## TASK STATEMENT
Find each line in the records below that contains the word "following", and copy those lines in full.

## MATERIAL FOR THE TASK
□ □ □ □
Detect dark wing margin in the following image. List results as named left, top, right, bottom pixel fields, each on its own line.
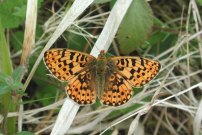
left=109, top=57, right=161, bottom=87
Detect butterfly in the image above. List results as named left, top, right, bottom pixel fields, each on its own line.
left=44, top=48, right=161, bottom=106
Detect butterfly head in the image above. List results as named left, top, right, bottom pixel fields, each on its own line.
left=98, top=50, right=105, bottom=59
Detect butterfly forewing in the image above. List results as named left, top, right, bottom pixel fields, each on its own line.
left=44, top=48, right=96, bottom=81
left=44, top=48, right=160, bottom=106
left=109, top=57, right=161, bottom=87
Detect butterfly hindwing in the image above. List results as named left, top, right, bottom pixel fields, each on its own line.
left=109, top=56, right=161, bottom=87
left=44, top=48, right=96, bottom=81
left=100, top=72, right=133, bottom=106
left=66, top=69, right=96, bottom=105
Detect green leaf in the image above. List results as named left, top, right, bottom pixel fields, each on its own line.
left=198, top=0, right=202, bottom=6
left=117, top=0, right=153, bottom=54
left=12, top=66, right=26, bottom=81
left=0, top=85, right=10, bottom=96
left=17, top=131, right=34, bottom=135
left=0, top=0, right=26, bottom=28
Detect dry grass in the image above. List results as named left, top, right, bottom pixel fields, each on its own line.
left=6, top=0, right=202, bottom=135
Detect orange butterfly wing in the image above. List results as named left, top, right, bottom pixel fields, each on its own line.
left=44, top=48, right=96, bottom=105
left=109, top=56, right=161, bottom=87
left=100, top=72, right=133, bottom=106
left=44, top=48, right=96, bottom=81
left=66, top=69, right=96, bottom=105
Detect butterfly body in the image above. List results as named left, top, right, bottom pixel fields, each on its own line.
left=44, top=48, right=160, bottom=106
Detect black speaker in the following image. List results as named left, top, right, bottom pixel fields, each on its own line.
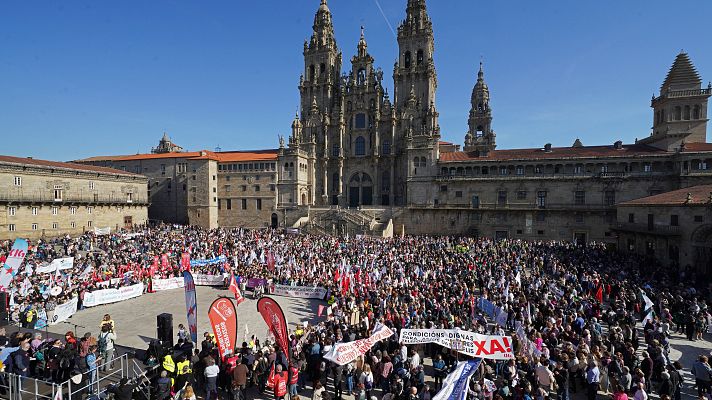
left=0, top=292, right=9, bottom=326
left=156, top=313, right=173, bottom=347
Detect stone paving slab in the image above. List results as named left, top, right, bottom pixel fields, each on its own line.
left=43, top=286, right=319, bottom=349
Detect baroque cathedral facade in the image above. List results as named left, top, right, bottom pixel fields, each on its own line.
left=279, top=0, right=440, bottom=207
left=76, top=0, right=712, bottom=275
□ □ □ □
## RIGHT ANSWER
Detect dark wing margin in the following image. List results as named left, top, right, bottom pixel fields, each on its own line.
Detect black speaker in the following image. List results as named left, top, right, bottom pixel fields, each on its own line.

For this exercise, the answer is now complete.